WHO's interim guidance on safe blood supply during the COVID-19 crisis

Amongst its many impacts, COVID-19 may affect the safety of blood and blood components. While respiratory viruses have never been reported to be transmitted through blood or blood components, this remains theoretically possible. It also affects availability, as there has been a decrease in blood donations. National blood authorities indicate that this trend might soon affect critical blood reserves. The United States, which is the largest exporter of blood products in the world, is now facing the highest increase of COVID-19 infections globally, and thus also sees rapidly decreasing blood donations. 

The WHO therefore has published on 20 March an interim guidance on maintaining a safe and adequate blood supply during the pandemic outbreak of COVID-19. Amongst the measures suggested, the WHO also considers that national rather than sub-national or local approaches should be adopted to ensure public confidence in blood safety and supply. Blood services should be included in the national outbreak responses. When it comes to the protection of blood donors and staff, the WHO calls for the safety of the donation process to be ensured through the use of appropriate protective measures by staff.

-.-.-

* _PROBLEMS TO SOLVE_:
1/ According to the passage on blood supply during COVID-19, on what date did the WHO publish its interim guidance?
2/ Copy out the passage on blood supply during COVID-19 word for word, between "Amongst its many" and "decreasing blood donations.", inclusive.
The material that comes next is separate from the passage on blood supply during COVID-19.

* _Stored data entries_:
-.-.-

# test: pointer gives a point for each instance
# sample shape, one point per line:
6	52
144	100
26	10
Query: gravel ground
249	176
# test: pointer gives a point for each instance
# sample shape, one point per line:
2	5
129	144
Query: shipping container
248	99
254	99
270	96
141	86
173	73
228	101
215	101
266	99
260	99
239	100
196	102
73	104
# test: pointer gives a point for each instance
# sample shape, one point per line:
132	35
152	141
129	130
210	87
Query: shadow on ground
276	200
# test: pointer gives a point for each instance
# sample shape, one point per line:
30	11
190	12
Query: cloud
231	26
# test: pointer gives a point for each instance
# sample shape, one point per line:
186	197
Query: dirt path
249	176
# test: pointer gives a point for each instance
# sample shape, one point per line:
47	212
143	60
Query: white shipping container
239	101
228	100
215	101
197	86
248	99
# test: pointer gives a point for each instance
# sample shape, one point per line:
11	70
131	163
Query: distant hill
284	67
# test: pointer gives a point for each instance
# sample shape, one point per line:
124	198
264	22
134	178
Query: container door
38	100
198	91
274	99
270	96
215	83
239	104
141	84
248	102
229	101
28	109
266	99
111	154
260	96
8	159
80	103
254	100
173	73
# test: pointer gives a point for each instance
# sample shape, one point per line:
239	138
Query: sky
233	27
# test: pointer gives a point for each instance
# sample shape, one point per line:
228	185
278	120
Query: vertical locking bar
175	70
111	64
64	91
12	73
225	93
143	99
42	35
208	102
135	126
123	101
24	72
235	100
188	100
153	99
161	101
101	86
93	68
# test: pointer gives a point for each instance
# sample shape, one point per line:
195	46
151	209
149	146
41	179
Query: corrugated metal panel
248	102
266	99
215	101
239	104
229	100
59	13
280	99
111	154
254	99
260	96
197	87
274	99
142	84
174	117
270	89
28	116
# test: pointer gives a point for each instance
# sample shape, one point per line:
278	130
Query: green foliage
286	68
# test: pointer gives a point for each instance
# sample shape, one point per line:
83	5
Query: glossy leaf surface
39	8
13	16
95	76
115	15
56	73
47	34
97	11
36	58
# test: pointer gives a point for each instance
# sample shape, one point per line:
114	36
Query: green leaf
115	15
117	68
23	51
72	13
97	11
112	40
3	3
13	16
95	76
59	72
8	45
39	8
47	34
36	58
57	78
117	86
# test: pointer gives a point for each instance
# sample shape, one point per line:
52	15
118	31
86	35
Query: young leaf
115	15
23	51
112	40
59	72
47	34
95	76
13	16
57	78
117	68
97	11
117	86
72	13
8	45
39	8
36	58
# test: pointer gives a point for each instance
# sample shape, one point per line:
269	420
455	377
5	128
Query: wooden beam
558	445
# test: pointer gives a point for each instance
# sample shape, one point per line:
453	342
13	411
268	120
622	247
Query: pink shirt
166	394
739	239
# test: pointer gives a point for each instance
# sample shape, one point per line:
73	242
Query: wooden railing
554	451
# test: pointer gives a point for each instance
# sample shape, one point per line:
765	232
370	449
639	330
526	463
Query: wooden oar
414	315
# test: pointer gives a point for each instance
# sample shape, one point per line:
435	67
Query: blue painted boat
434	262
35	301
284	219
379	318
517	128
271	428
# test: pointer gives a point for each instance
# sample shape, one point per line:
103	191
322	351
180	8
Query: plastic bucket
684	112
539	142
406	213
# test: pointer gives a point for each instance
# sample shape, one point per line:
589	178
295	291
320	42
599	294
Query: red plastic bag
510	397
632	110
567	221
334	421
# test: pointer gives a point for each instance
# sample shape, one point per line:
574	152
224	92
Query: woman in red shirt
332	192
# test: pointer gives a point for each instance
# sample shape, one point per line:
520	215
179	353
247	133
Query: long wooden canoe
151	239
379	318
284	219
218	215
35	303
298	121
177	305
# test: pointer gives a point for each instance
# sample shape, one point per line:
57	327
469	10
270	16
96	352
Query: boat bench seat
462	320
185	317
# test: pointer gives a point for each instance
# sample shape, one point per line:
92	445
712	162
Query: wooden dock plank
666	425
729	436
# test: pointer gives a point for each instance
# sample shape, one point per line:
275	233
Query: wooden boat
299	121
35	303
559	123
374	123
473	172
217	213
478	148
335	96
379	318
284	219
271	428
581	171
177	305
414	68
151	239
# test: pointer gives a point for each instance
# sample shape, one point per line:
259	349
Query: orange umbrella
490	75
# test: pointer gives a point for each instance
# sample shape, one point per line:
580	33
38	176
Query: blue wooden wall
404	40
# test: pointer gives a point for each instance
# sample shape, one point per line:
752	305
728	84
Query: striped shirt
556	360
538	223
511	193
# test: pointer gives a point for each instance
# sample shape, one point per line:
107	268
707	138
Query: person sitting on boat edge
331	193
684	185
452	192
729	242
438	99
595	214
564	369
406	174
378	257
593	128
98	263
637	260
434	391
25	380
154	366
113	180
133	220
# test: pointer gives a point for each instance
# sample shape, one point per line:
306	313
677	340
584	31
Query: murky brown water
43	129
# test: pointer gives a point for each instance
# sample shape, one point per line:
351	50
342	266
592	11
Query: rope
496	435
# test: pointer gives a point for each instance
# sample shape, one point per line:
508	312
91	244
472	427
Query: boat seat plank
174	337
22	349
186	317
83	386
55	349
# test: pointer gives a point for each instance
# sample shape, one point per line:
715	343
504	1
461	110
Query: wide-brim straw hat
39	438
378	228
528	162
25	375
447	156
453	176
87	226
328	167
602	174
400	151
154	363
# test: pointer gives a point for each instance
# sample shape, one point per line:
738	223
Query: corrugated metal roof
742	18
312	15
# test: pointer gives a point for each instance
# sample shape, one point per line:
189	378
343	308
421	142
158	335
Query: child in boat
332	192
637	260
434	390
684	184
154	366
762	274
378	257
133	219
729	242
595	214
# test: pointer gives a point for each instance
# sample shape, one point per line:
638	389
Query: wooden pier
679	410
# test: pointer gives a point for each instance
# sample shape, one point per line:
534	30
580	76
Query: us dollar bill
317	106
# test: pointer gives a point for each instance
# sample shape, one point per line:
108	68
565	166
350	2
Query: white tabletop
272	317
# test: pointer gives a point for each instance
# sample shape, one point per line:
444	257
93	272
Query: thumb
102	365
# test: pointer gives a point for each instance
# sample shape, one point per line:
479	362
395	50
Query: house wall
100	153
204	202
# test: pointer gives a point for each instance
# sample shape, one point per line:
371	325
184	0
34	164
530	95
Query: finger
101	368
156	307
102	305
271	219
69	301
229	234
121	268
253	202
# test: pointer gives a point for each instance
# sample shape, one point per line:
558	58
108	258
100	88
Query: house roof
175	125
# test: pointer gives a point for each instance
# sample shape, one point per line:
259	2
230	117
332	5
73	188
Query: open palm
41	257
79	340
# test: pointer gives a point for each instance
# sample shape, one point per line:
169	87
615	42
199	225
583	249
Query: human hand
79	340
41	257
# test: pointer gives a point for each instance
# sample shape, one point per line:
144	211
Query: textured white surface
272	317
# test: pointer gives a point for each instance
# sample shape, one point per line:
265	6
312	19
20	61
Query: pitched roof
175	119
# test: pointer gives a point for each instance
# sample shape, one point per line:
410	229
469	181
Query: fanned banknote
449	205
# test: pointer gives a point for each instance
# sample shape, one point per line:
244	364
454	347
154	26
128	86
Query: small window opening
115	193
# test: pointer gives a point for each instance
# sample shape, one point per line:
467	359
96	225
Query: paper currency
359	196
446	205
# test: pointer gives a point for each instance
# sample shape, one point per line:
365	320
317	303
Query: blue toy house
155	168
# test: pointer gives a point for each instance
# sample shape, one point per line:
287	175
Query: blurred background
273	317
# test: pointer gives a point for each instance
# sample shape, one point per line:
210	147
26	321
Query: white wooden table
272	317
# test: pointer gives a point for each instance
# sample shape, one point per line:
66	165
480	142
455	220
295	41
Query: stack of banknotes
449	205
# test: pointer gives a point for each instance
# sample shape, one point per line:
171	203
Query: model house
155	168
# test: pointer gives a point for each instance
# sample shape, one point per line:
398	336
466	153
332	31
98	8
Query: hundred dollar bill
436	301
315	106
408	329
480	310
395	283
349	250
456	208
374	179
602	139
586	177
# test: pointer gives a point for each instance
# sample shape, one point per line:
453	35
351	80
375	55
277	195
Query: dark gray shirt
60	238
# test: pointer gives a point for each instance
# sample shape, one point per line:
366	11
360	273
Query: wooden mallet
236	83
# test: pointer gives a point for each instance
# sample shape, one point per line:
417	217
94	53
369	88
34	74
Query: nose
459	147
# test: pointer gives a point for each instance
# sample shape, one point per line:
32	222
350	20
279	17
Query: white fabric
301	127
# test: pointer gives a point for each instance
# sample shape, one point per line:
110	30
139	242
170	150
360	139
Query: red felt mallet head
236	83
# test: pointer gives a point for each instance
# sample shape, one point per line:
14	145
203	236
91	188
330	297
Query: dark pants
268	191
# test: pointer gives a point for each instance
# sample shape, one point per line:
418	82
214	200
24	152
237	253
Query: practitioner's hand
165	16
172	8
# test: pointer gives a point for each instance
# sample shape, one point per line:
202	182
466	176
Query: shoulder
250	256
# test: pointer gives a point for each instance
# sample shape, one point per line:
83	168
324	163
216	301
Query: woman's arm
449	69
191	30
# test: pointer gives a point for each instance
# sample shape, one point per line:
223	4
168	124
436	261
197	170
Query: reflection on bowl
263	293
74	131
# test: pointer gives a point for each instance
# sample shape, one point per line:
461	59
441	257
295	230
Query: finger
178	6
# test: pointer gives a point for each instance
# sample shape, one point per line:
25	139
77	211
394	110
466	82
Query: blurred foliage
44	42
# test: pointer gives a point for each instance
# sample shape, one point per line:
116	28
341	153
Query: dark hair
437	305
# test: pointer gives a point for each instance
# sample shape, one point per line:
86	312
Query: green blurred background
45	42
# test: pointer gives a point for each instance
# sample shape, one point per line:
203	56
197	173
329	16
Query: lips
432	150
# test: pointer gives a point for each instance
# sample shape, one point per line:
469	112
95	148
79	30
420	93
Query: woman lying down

-.-.-

* _ANSWERS TO THIS EXERCISE_:
1/ 20 March

2/
Amongst its many impacts, COVID-19 may affect the safety of blood and blood components. While respiratory viruses have never been reported to be transmitted through blood or blood components, this remains theoretically possible. It also affects availability, as there has been a decrease in blood donations. National blood authorities indicate that this trend might soon affect critical blood reserves. The United States, which is the largest exporter of blood products in the world, is now facing the highest increase of COVID-19 infections globally, and thus also sees rapidly decreasing blood donations.